▶ ACTIVITY:
Answer these questions from the text on the graduate research summit:
1. In which building were the student research projects displayed last week?
2. How many presenters took part in the Sixth Annual Graduate Research Summit?
3. What is the KU doctoral student studying in Kansas reservoirs?

▶ SOURCE EXTRACT:
* * * *
As Kansas legislators zero in on final funding plans for state universities, they should keep in mind the array of student research projects that were on display last week at the Docking State Office Building.
It’s easy for lawmakers to identify with the educational mission of the universities, community colleges and vocational-technical schools under the Kansas Board of Regents, but they shouldn’t forget the important research being done primarily at the state’s three largest universities: Kansas University, Kansas State and Wichita State. Not only does it show the excellence of students at those schools, but it illustrates how university research can fuel economic development in the state.
More than 30 presenters participated in the Sixth Annual Graduate Research Summit, sharing information on a broad range of research. Nearly half of those were KU doctoral students in a variety of fields.
Their research focused on medical issues such as the effect of a high-fat diet on estrogen and insulin levels, the causes of migraine headaches and hearing loss and treatments for cancer. Other students were studying efforts to promote wind energy and measuring emissions from heavy-duty engines burning biodiesel fuels. Legislators may soon be consulting with the KU doctoral student who is evaluating the sedimentation in Kansas reservoirs, a problem that threatens the use of the reservoirs as municipal water sources as well as recreation venues.
Some of the research topics are easier to grasp than others, but many have obvious practical applications that can improve the lives of Kansans. Many also seem to have the potential to inspire business and industrial ventures that could benefit the Kansas economy.
Preparing students to contribute to their communities and participate in the state job market is a strong mission for all of the state’s higher education institutions. Some of those students and the faculty members they work with also hold a special role in advancing knowledge and developing technology that can make Kansas a national leader in certain fields.
Neither mission should be overlooked when legislators are evaluating the contribution the state’s research universities make to the future of Kansas.
* * * *
[Entries drawn from a collection]
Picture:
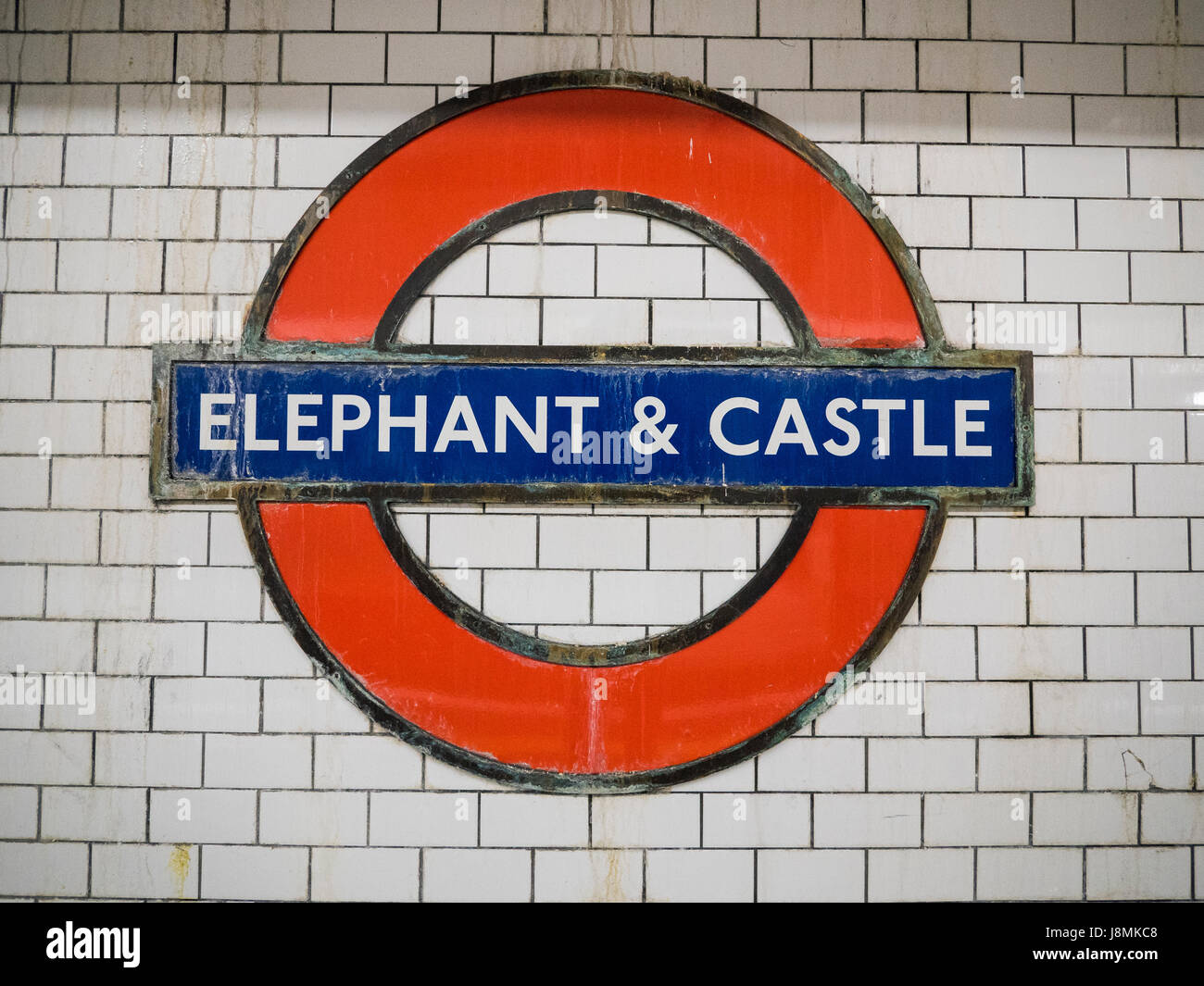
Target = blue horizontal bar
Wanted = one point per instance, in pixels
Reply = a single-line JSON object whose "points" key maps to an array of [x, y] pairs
{"points": [[697, 425]]}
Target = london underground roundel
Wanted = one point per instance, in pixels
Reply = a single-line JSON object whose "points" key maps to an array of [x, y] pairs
{"points": [[867, 425]]}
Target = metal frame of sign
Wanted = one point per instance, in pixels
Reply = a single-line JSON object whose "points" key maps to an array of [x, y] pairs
{"points": [[806, 352]]}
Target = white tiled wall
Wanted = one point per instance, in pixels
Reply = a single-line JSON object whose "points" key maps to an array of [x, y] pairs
{"points": [[1060, 746]]}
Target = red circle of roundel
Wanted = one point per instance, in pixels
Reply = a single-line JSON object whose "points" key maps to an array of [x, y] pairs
{"points": [[558, 726]]}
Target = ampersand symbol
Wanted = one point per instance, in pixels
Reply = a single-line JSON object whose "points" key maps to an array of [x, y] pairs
{"points": [[648, 421]]}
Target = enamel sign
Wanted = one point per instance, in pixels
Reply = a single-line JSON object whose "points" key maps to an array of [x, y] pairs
{"points": [[867, 425]]}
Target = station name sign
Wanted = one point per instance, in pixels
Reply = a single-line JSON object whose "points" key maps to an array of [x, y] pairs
{"points": [[742, 432]]}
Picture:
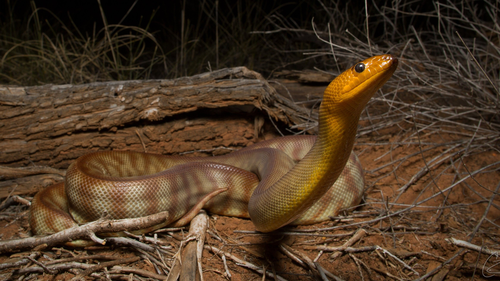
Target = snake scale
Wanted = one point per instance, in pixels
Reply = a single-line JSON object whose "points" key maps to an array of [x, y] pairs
{"points": [[288, 180]]}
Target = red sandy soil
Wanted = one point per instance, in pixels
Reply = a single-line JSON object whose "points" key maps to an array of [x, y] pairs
{"points": [[419, 237]]}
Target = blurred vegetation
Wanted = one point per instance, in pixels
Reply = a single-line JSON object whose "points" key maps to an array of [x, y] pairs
{"points": [[265, 36]]}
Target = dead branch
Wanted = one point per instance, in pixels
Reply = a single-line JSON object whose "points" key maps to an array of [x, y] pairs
{"points": [[84, 232]]}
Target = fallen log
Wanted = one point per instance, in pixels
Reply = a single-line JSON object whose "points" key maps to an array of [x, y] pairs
{"points": [[215, 112]]}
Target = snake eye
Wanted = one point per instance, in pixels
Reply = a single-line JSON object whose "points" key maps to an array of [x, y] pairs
{"points": [[360, 67]]}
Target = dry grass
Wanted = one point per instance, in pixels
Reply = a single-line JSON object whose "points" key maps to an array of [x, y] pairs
{"points": [[434, 118]]}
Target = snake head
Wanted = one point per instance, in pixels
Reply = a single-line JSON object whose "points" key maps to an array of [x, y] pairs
{"points": [[352, 89]]}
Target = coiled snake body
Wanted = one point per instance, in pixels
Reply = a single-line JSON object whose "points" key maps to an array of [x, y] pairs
{"points": [[297, 179]]}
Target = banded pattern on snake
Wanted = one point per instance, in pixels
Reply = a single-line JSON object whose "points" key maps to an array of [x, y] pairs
{"points": [[295, 179]]}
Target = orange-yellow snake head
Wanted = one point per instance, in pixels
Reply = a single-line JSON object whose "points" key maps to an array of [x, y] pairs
{"points": [[352, 89], [272, 207]]}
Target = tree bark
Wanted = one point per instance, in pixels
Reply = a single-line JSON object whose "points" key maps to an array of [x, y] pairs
{"points": [[52, 125]]}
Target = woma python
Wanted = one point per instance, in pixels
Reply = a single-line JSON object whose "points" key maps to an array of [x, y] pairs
{"points": [[295, 179]]}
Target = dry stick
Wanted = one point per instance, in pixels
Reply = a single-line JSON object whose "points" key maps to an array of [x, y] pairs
{"points": [[471, 246], [57, 268], [485, 213], [119, 269], [243, 263], [84, 231], [358, 236], [398, 260], [103, 265], [359, 266], [326, 272], [191, 258], [411, 206]]}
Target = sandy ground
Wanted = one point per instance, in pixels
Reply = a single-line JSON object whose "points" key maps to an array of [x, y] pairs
{"points": [[405, 238]]}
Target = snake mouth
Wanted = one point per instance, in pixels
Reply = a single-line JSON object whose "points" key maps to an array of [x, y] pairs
{"points": [[363, 85]]}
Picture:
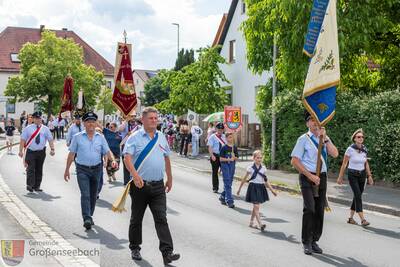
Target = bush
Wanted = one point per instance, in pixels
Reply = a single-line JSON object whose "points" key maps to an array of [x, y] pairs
{"points": [[378, 115]]}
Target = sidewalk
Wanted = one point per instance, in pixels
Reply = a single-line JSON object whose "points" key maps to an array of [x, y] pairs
{"points": [[375, 198]]}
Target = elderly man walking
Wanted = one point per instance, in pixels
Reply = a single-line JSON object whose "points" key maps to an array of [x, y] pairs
{"points": [[33, 141], [89, 147], [146, 156]]}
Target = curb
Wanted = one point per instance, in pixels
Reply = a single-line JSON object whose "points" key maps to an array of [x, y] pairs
{"points": [[367, 206]]}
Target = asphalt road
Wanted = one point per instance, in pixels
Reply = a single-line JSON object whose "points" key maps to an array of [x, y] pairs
{"points": [[204, 232]]}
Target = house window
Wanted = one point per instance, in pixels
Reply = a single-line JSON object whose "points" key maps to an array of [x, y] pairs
{"points": [[232, 51], [14, 58]]}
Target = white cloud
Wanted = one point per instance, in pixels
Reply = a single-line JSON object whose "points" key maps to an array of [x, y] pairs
{"points": [[101, 24]]}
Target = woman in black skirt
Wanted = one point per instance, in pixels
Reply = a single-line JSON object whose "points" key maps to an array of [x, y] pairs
{"points": [[357, 172], [256, 191]]}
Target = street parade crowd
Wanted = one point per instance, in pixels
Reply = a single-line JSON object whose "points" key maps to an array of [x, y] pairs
{"points": [[144, 145]]}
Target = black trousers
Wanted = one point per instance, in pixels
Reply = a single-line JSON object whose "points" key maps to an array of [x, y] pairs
{"points": [[152, 195], [313, 209], [215, 165], [127, 175], [184, 144], [61, 132], [34, 171], [357, 183]]}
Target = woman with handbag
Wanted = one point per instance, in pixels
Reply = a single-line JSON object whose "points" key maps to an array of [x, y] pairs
{"points": [[358, 171]]}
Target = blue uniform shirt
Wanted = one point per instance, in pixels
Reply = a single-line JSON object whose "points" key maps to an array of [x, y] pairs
{"points": [[307, 152], [45, 135], [72, 130], [89, 152], [215, 143], [153, 167], [114, 140]]}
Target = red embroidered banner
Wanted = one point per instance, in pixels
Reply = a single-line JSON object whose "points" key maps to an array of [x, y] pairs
{"points": [[66, 100], [124, 96], [233, 119]]}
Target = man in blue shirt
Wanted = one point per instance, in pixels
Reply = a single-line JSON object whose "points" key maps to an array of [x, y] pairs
{"points": [[75, 128], [114, 139], [215, 143], [89, 148], [313, 187], [33, 140], [128, 127], [148, 185]]}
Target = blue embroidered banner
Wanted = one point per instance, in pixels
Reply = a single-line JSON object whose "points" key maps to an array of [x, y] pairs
{"points": [[314, 26]]}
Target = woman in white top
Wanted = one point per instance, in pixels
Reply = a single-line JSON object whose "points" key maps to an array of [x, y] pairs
{"points": [[358, 169]]}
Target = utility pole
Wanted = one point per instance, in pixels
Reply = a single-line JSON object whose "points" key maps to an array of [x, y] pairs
{"points": [[177, 25], [273, 135]]}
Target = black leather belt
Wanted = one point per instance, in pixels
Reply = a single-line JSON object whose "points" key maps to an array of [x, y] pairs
{"points": [[89, 167], [154, 182]]}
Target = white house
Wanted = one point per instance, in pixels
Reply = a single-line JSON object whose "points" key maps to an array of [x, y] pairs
{"points": [[244, 83], [11, 41], [140, 77]]}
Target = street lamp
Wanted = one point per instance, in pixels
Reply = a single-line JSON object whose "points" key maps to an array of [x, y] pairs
{"points": [[177, 25]]}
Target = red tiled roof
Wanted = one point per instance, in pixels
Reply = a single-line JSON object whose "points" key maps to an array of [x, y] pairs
{"points": [[13, 38]]}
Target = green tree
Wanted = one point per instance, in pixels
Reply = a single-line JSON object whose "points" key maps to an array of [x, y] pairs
{"points": [[197, 86], [365, 32], [185, 57], [44, 67], [154, 91], [105, 101]]}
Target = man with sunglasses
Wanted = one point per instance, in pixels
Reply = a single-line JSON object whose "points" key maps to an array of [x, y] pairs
{"points": [[313, 187]]}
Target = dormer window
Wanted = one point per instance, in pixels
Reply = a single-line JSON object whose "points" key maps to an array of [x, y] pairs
{"points": [[14, 58]]}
* * * *
▶ YOUR SOLUTION:
1. The Docking State Office Building.
2. More than 30.
3. The sedimentation in Kansas reservoirs.